— Begin Text provided —

A simple optimization is to merge this to a single I2C transmission with the I2C address followed by the four bytes to be written (in sequence) to the port. This reduces the communication with 3 address bytes and the start-stop-ack-arbitration time. This is possible as the required delay between LCD commands (37 us) is much shorter than the time between I2C transmissions or between bytes in a transmission (min 200 us resp 100 us).

Read more about this on http://cosa-arduino.blogspot.se/.

There is also an optimized version of 4-bit parallel access that achieves 541 fps. The improvements are 80+ % compared to the New LiquidCrystal library.

Cheers!

Yep. I did the same thing a while back.
I've got an update for the new liquidcrystal library that does this.
It's part of an update that also auto detects and supports the MCP23008 chip.
I saw the effective byte transfer speeds from sketch through Print class to LCD
went from 957us to 544us or move from around 31 to 54 FPS.

If I understand your 4 bit fps number correctly, I would have expected much better than only 50% improvement
for 4 bit mode since the optimized 3 wire shift register code is already doing better than than the 444 fps number
you quoted.

Can you run LCDiSpeed sketch (included in the examples directory of the New LiquidCrystal library) on your library?
It reports all the byte transfer numbers and FPS rates normalized so that the display size is not a factor.
I'm curious if you are seeing the same/similar numbers for i2c and what numbers you get for
the optimized parallel mode.

--- bill

You could look into using the MCP23017 I/O expander. Use one 8-bit port for an 8-bit LCD interface and the other to implement the RS, RW, and E. This makes the programming a lot simpler and you can implement more than one E pin to run several LCDs if you wish. It would also get rid of half of your overhead.

Could one of you explain why it is so important to speed up the byte transfer speed when you then have to wait a much longer time for the device to be ready for the next piece of information?

— End Text provided —
— Begin Extracted records —

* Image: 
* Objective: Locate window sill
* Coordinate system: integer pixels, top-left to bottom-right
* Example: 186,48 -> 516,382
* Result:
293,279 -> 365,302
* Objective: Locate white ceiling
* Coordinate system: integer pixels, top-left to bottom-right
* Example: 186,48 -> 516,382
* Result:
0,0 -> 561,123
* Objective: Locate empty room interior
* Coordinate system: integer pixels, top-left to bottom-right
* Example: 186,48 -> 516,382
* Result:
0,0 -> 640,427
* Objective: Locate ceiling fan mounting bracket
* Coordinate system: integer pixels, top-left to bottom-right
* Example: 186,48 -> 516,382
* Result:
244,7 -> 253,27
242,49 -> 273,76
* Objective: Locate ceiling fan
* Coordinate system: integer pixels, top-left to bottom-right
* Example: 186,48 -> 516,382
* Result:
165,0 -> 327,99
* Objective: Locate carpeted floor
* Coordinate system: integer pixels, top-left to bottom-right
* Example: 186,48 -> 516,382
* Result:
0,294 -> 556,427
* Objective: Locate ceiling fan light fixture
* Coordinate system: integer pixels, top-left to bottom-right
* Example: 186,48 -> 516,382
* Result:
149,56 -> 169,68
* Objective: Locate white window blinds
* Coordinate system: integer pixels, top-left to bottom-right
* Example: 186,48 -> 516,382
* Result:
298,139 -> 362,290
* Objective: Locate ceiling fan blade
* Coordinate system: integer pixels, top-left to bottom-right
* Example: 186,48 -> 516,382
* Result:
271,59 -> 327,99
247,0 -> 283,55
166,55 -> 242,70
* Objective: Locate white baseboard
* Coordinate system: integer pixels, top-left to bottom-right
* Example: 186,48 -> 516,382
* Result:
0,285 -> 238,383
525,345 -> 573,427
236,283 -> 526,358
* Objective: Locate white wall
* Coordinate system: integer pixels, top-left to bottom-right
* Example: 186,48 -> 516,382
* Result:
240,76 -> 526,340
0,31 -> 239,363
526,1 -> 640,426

— End Extracted records —

Summarize the forum thread on speeding up LCD transfers in three sentences.

One poster suggests merging the I2C address and the four bytes to be written into a single I2C transmission, which works because the 37 us delay required between LCD commands is much shorter than the time between I2C transmissions or bytes. A reply says an update to the New LiquidCrystal library does the same thing and also auto-detects and supports the MCP23008 chip, cutting byte transfer time from 957 us to 544 us, and it asks the first poster to run the LCDiSpeed sketch for comparison. Another poster recommends the MCP23017 I/O expander, with one 8-bit port for an 8-bit LCD interface and the other for RS, RW, and E, while a last poster asks why byte transfer speed matters when the device must then wait much longer before it is ready for the next piece of information.